Write a two-sentence summary of the text on Princess Victoria's girlhood.

SOURCE:

* begin *

When she was thirteen her mother gave her a small red morocco book in which to write her diary, and from that day till a few days before her death, she used to write down every night the events of the day. As a little girl she wrote down the hours of her lesson, when she went out riding, or was taken to the theatre or to hear music, and when she washed Dash, her pet dog.

The princess’s governess was a German lady, FrÄulein Lehzen, whom she adored, though she was greatly in awe of her; she spoke German before she learned English, but her mother took care that she should learn English well. When she was eight a clergyman, Mr. Davys, was appointed to direct her education. He chose a number of teachers for her, and himself taught her religion and history. Her life was strict and dull, and in after years she did not look back to her childhood as a happy time. George IV. died when she was six and was succeeded by his brother, William IV., who had no children, so that Princess Victoria was now heir to the throne. Her mother did not get on with William IV. and did not like her to go to court, and this made the King very angry, though he was always very kind to the little princess when she visited him privately. She was not allowed to go to his coronation, because the King and her mother could not agree as to the place she should take in the procession. This was a great disappointment and she wept bitterly—nothing could console her, not even her dolls.

Queen Victoria at her Accession.
(Engraved by Thompson after a Portrait by Lane.)

It was a great grief to the princess when her uncle Leopold left England to become King of Belgium. She was devotedly attached to him and he to her, and she always looked to him for advice and guidance. They wrote to one another constantly in terms of the deepest affection. He recommended her books to read and discussed the affairs of Europe with her. As part of her education her mother used to take her on tours through different parts of England, when they visited the great nobles and some of the chief sights and most important cities. She was sometimes a little tired by all the stiff ceremonies she had to go through, though she liked seeing people. She was very fond of music and dancing, spent much of her time in singing, and learnt to play the harp.

* end *

DATASET ROWS:
* begin *

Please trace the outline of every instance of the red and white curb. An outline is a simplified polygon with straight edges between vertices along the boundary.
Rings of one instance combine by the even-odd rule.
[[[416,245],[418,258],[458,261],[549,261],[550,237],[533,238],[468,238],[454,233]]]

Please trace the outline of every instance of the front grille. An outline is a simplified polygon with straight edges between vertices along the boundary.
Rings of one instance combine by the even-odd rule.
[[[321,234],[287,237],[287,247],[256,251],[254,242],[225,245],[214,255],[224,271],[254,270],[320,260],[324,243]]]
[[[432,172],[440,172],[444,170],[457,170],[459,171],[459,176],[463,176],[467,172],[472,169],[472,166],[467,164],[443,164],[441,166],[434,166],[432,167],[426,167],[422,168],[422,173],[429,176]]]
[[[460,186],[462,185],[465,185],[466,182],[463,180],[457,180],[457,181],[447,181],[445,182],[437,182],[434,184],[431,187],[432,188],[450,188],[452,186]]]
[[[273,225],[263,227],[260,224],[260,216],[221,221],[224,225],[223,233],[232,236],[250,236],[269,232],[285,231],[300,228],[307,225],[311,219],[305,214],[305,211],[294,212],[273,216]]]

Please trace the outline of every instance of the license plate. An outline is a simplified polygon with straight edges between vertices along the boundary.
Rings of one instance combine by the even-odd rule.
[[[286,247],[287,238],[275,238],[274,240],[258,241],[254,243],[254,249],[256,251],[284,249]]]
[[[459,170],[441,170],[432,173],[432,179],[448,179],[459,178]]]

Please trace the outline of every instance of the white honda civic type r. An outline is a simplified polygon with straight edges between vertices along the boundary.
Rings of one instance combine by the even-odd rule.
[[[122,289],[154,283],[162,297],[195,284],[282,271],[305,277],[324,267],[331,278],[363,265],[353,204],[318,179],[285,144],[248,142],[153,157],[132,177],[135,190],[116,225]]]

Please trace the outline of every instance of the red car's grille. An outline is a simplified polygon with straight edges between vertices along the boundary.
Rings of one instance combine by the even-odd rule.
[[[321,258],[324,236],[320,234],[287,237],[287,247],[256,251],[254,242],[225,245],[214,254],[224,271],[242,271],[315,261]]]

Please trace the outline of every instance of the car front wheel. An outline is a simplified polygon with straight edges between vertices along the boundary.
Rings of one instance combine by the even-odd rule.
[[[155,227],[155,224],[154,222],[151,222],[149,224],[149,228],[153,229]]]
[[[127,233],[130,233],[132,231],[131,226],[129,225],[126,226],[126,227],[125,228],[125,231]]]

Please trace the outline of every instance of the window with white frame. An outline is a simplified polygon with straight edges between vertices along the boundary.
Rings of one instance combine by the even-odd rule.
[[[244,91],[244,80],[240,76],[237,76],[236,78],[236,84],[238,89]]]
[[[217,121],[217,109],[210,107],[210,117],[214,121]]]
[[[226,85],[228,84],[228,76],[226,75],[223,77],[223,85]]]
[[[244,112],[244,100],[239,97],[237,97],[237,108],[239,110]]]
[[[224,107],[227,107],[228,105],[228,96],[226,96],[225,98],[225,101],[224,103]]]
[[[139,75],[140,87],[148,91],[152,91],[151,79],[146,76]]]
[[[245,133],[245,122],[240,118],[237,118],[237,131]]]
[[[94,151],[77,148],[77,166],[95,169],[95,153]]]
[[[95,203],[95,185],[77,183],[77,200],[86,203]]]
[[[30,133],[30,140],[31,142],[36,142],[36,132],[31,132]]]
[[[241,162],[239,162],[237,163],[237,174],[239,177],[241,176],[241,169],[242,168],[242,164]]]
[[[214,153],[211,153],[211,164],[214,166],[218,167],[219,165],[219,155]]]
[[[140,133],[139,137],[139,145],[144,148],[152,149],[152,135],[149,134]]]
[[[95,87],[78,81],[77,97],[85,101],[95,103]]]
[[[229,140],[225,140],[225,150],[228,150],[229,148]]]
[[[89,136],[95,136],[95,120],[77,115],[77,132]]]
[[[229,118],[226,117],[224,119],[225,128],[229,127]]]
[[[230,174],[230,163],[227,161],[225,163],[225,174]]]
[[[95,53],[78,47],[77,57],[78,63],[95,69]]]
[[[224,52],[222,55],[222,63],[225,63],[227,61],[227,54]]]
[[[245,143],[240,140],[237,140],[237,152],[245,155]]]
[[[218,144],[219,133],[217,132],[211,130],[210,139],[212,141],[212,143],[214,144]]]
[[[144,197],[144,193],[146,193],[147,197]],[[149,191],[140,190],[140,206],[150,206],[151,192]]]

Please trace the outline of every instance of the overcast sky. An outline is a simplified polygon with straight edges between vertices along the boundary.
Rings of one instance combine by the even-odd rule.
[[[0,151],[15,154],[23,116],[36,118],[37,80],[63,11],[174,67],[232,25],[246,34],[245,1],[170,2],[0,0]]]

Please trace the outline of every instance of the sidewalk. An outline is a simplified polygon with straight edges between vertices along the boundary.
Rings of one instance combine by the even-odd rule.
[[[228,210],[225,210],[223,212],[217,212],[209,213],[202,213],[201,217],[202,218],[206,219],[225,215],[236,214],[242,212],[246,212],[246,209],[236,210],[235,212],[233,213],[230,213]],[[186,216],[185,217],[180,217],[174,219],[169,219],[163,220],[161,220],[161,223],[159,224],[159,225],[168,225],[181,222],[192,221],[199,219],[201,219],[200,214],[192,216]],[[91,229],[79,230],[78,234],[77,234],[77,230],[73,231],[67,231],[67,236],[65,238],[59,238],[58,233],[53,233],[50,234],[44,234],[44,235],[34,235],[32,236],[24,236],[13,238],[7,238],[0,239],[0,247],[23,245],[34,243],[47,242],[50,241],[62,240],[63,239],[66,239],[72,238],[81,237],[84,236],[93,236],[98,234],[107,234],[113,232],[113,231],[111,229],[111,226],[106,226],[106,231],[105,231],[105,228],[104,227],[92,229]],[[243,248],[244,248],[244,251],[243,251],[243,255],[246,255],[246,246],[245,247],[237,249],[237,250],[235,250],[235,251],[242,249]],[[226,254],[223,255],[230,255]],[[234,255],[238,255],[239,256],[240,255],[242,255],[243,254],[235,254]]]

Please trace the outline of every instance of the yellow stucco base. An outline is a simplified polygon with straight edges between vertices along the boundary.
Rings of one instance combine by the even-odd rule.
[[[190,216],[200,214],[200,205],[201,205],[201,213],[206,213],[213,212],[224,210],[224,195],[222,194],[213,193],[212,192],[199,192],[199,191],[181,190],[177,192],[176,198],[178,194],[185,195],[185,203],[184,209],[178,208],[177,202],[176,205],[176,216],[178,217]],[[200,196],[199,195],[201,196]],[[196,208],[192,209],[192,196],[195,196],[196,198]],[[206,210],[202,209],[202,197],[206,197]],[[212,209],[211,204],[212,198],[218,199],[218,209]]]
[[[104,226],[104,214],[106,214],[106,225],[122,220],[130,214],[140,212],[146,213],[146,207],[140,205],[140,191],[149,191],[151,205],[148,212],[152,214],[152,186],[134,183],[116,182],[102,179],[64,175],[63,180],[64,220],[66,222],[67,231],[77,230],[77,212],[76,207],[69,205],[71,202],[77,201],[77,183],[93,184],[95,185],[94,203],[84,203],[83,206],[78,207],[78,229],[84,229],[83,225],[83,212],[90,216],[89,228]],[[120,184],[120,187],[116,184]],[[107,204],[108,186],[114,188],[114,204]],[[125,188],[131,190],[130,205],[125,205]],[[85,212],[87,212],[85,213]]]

* end *

TASK ANSWER: From age thirteen Princess Victoria wrote in a diary every night, and she grew up under a German governess she adored and the clergyman Mr. Davys in a strict, dull childhood she did not later recall as happy. As heir to William IV she was kept from his coronation by a quarrel between him and her mother, grieved when her beloved uncle Leopold left to become King of Belgium, toured England with her mother as part of her education, and loved music, dancing, singing and the harp.